* [YOUR OBJECTIVE]:
Please put every line of the records below into a Markdown table with two columns, Row for the row number and Line for the line itself, leaving out any blank lines.

[A data block]

--- Begin ---

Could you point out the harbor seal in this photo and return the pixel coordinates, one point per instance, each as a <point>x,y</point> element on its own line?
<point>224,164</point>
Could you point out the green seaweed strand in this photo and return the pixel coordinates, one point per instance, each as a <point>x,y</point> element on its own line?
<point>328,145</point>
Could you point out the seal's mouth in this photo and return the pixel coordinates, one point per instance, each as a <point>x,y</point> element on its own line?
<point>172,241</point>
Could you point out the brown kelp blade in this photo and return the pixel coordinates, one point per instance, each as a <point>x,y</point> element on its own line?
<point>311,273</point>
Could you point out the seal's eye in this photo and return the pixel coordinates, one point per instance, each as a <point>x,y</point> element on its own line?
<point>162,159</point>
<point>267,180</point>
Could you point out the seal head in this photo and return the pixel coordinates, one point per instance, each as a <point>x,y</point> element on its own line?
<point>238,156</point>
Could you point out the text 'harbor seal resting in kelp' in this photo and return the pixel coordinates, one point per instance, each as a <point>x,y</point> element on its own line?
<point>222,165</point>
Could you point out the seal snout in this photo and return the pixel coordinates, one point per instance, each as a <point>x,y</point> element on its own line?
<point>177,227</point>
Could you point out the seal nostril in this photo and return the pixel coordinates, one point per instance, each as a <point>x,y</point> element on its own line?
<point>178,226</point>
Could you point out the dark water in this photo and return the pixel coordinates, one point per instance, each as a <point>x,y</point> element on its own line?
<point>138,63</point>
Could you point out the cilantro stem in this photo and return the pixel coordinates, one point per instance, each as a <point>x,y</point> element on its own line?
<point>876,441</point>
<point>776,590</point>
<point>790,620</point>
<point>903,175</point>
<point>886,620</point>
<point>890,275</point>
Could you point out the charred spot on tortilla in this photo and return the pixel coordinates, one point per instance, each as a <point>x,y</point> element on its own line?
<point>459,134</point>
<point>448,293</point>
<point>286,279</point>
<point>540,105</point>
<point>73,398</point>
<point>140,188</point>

--- End ---

* [EXERCISE ANSWER]:
| Row | Line |
|---|---|
| 1 | Could you point out the harbor seal in this photo and return the pixel coordinates, one point per instance, each as a <point>x,y</point> element on its own line? |
| 2 | <point>224,164</point> |
| 3 | Could you point out the green seaweed strand in this photo and return the pixel coordinates, one point per instance, each as a <point>x,y</point> element on its own line? |
| 4 | <point>328,145</point> |
| 5 | Could you point out the seal's mouth in this photo and return the pixel coordinates, one point per instance, each as a <point>x,y</point> element on its own line? |
| 6 | <point>172,241</point> |
| 7 | Could you point out the brown kelp blade in this photo and return the pixel coordinates, one point per instance, each as a <point>x,y</point> element on its own line? |
| 8 | <point>311,273</point> |
| 9 | Could you point out the seal's eye in this photo and return the pixel coordinates, one point per instance, each as a <point>x,y</point> element on its own line? |
| 10 | <point>162,159</point> |
| 11 | <point>267,180</point> |
| 12 | Could you point out the seal head in this photo and return the pixel coordinates, one point per instance, each as a <point>x,y</point> element on its own line? |
| 13 | <point>238,156</point> |
| 14 | Could you point out the text 'harbor seal resting in kelp' in this photo and return the pixel coordinates, one point per instance, each as a <point>x,y</point> element on its own line? |
| 15 | <point>222,165</point> |
| 16 | Could you point out the seal snout in this photo and return the pixel coordinates, one point per instance, each as a <point>x,y</point> element on its own line? |
| 17 | <point>177,227</point> |
| 18 | Could you point out the seal nostril in this photo and return the pixel coordinates, one point per instance, each as a <point>x,y</point> element on its own line? |
| 19 | <point>178,226</point> |
| 20 | Could you point out the dark water in this photo and return the pixel coordinates, one point per instance, each as a <point>x,y</point> element on its own line? |
| 21 | <point>138,63</point> |
| 22 | Could you point out the cilantro stem in this photo and return the pixel coordinates, one point per instance, each as a <point>x,y</point> element on its own line? |
| 23 | <point>876,441</point> |
| 24 | <point>776,590</point> |
| 25 | <point>790,620</point> |
| 26 | <point>903,175</point> |
| 27 | <point>886,620</point> |
| 28 | <point>890,275</point> |
| 29 | Could you point out the charred spot on tortilla in this photo and return the pixel coordinates, one point per instance, each as a <point>x,y</point> element on its own line? |
| 30 | <point>459,134</point> |
| 31 | <point>448,293</point> |
| 32 | <point>286,279</point> |
| 33 | <point>540,105</point> |
| 34 | <point>73,398</point> |
| 35 | <point>140,188</point> |